━━ Available records
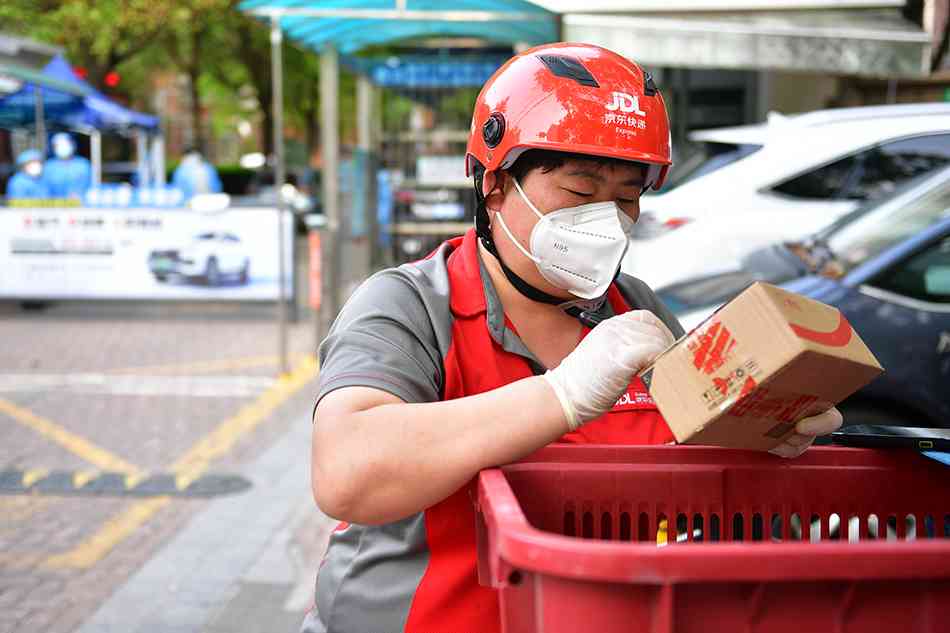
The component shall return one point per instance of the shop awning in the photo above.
(351, 26)
(866, 42)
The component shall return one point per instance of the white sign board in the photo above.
(130, 253)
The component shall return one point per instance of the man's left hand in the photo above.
(807, 430)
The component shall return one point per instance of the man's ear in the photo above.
(493, 189)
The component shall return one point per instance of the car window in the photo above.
(884, 167)
(707, 291)
(925, 276)
(885, 226)
(824, 183)
(706, 158)
(873, 173)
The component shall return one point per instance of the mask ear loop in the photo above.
(504, 226)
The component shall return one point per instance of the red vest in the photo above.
(449, 597)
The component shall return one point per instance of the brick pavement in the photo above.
(150, 432)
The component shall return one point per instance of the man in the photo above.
(194, 175)
(27, 182)
(67, 174)
(514, 336)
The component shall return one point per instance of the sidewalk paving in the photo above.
(245, 564)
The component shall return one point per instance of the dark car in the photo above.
(888, 270)
(899, 301)
(853, 238)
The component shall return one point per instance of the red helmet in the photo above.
(575, 98)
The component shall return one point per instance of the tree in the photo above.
(98, 35)
(194, 41)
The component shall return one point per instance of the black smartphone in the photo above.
━━━━
All lines from the one with "The component shall return one point per instance of the dark" through the end of the data must be repeated exactly, and nothing else may be repeated.

> **Task response**
The component shall return one point per instance of the dark car in the photo above.
(888, 270)
(899, 301)
(853, 238)
The component shall return one point per instance of the red helmet in the photo above.
(575, 98)
The component shall return one point per instance of the tree in the photo above.
(98, 35)
(194, 41)
The component shall return one point per instance of the black smartphone in the photo above.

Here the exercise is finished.